------ 本文
3つの違う編成から、変わらない音楽への取り組みを
聴いていただけると思います。
 

堀米ゆず子 Yuzuko Horigome

日本人初のエリーザベト王妃国際音楽コンクール優勝から20数年。当時の鮮烈な印象を残しながら、音楽家として誠実で確かな歩みを続ける堀米ゆず子が、トッパンホールに登場します。無伴奏、デュオ、五重奏を一夜で聴く贅沢なプログラム、また共演者についてお話いただきました。


 今回は、まずブラームスのクラリネット五重奏曲を決めてから、それに相応しい組みあわせを考えました。プログラミングには、まず調性がどのように変わると良く聞こえるかといった、全体の流れを考えることが大切です。次に気にしたのはコンサートをひらく季節。1月といえば、冬の真っ只中ですよね。もう少し春に近ければ、モーツァルトの五重奏曲がいいと思いますが、1月であればブラームスの方が断然いい。とはいっても、何となく春の兆しも感じたい時期だと思うので、第1番ソナタはぴったりでしょう。音楽も、季節と同様に五感で感じるものですから、プログラムを考える機会がある時は、そういったことにも意識を働かせます。そして、曲が決まれば、本番までにひとつひとつの音にしっかり自分の意志を入れる。つまり、最初の音の出し方や自分がどうしたいのかといったことを、音に込めることがとても大切です。

 ブラームスの五重奏曲と第1番ソナタの後にバッハの第3番ソナタを決めました。第3番は、壮大でカテドラルな曲だし、厳かに始まるのがブラームスの第1番と似ています。実は、この曲は日本であまり弾いていなくて、今回約15年ぶりになります。
 ブラームスの室内楽作品は、学生時代に友人たちと、とことんやりましたから、私にとっては一つの核みたいに感じています。内声部がとても面白くて、内声がしっかりしているとブラームスらしい味が出てきます。五重奏曲はマルボロ音楽祭に参加していた頃、ずいぶん勉強しました。作品の中の細かなニュアンスが演奏に出てこないと面白みがないし、まさに内声部が魅力的な曲です。私は第一ヴァイオリンを担う立場ですが、この曲を演奏する時の気持ちの半分は、どうやって内声部を味つけるかという楽しみになります。
------------
------ データ一覧
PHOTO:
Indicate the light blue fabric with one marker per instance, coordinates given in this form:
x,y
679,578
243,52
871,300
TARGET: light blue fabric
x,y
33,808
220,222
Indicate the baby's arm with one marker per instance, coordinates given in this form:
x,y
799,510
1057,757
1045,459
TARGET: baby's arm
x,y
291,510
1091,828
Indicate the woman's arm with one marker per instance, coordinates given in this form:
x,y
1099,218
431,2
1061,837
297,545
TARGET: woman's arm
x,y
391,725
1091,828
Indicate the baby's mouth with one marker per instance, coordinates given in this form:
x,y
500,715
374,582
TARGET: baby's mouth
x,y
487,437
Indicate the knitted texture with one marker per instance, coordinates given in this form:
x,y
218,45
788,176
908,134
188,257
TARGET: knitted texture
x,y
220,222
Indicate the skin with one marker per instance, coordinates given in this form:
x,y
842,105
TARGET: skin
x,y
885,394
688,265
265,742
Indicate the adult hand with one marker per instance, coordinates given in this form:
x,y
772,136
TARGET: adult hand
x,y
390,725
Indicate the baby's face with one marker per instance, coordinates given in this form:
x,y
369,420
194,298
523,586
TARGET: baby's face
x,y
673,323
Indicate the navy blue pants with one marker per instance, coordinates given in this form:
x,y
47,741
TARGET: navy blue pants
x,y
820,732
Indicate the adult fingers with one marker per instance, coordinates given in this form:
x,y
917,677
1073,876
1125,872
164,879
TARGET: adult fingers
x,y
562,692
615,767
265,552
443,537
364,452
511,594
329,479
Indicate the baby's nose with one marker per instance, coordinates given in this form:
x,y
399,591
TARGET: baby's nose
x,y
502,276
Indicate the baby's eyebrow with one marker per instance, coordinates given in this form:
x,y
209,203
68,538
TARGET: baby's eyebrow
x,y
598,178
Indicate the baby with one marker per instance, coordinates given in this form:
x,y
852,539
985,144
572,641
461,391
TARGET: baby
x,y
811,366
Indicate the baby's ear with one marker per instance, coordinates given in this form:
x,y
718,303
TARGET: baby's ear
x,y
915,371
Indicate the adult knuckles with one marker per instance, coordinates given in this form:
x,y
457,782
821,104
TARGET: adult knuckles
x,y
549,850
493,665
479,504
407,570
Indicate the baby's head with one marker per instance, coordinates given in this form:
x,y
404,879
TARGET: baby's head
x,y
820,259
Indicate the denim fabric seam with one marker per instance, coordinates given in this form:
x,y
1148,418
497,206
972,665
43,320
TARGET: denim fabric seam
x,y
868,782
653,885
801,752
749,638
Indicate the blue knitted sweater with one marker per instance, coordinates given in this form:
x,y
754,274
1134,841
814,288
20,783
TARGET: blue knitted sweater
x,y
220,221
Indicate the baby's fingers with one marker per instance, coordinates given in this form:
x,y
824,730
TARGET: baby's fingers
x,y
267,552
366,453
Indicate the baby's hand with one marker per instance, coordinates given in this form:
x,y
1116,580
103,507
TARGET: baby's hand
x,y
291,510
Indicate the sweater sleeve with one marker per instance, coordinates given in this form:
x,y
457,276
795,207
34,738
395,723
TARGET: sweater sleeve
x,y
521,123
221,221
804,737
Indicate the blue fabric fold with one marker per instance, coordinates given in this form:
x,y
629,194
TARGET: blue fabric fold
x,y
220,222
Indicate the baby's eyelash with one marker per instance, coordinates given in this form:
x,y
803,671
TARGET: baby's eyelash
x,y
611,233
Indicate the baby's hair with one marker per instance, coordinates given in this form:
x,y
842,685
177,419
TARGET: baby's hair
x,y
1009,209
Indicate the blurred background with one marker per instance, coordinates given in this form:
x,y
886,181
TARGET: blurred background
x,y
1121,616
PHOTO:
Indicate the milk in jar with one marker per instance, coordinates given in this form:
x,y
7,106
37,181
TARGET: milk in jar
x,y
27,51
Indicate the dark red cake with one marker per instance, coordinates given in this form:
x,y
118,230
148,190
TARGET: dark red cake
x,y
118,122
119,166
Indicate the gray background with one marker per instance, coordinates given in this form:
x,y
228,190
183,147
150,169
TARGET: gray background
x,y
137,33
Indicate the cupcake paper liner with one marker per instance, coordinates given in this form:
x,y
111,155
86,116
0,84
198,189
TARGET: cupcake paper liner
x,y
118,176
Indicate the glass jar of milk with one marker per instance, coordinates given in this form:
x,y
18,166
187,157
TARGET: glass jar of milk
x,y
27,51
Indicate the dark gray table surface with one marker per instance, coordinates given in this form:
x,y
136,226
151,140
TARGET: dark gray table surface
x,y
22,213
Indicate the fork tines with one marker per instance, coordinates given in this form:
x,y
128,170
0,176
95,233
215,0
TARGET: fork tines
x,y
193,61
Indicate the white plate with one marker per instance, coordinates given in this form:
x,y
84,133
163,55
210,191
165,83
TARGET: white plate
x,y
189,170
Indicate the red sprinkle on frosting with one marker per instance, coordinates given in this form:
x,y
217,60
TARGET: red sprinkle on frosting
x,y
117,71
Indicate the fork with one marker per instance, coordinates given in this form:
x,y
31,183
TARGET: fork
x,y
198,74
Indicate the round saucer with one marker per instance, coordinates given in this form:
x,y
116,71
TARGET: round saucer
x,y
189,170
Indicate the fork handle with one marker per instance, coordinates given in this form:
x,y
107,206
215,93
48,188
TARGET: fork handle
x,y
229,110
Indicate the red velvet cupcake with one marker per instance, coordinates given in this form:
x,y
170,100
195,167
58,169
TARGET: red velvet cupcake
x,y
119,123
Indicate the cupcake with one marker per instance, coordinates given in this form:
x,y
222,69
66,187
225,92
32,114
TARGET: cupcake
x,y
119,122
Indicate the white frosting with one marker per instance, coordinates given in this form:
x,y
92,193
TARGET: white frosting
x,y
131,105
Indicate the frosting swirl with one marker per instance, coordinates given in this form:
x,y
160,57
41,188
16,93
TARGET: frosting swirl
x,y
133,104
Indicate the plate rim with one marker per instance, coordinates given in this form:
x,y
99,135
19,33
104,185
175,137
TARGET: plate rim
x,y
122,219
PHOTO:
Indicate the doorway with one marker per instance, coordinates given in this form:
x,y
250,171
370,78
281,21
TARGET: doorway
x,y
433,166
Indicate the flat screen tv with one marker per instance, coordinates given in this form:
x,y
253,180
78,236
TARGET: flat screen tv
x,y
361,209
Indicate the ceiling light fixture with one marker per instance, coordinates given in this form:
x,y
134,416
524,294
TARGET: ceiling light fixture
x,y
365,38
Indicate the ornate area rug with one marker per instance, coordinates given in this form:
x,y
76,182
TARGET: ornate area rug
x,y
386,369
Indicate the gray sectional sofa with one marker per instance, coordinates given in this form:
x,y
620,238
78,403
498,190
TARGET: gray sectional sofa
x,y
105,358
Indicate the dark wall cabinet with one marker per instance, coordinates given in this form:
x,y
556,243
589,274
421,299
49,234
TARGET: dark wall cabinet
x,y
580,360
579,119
------------
課題の条件: 上の本文のうち、「堀米ゆず子 Yuzuko Horigome」から「るかという楽しみになります。」までの部分を、両端の語句も含めて一字一句違えずに打ち直してください。

解答結果:
堀米ゆず子 Yuzuko Horigome

日本人初のエリーザベト王妃国際音楽コンクール優勝から20数年。当時の鮮烈な印象を残しながら、音楽家として誠実で確かな歩みを続ける堀米ゆず子が、トッパンホールに登場します。無伴奏、デュオ、五重奏を一夜で聴く贅沢なプログラム、また共演者についてお話いただきました。


 今回は、まずブラームスのクラリネット五重奏曲を決めてから、それに相応しい組みあわせを考えました。プログラミングには、まず調性がどのように変わると良く聞こえるかといった、全体の流れを考えることが大切です。次に気にしたのはコンサートをひらく季節。1月といえば、冬の真っ只中ですよね。もう少し春に近ければ、モーツァルトの五重奏曲がいいと思いますが、1月であればブラームスの方が断然いい。とはいっても、何となく春の兆しも感じたい時期だと思うので、第1番ソナタはぴったりでしょう。音楽も、季節と同様に五感で感じるものですから、プログラムを考える機会がある時は、そういったことにも意識を働かせます。そして、曲が決まれば、本番までにひとつひとつの音にしっかり自分の意志を入れる。つまり、最初の音の出し方や自分がどうしたいのかといったことを、音に込めることがとても大切です。

 ブラームスの五重奏曲と第1番ソナタの後にバッハの第3番ソナタを決めました。第3番は、壮大でカテドラルな曲だし、厳かに始まるのがブラームスの第1番と似ています。実は、この曲は日本であまり弾いていなくて、今回約15年ぶりになります。
 ブラームスの室内楽作品は、学生時代に友人たちと、とことんやりましたから、私にとっては一つの核みたいに感じています。内声部がとても面白くて、内声がしっかりしているとブラームスらしい味が出てきます。五重奏曲はマルボロ音楽祭に参加していた頃、ずいぶん勉強しました。作品の中の細かなニュアンスが演奏に出てこないと面白みがないし、まさに内声部が魅力的な曲です。私は第一ヴァイオリンを担う立場ですが、この曲を演奏する時の気持ちの半分は、どうやって内声部を味つけるかという楽しみになります。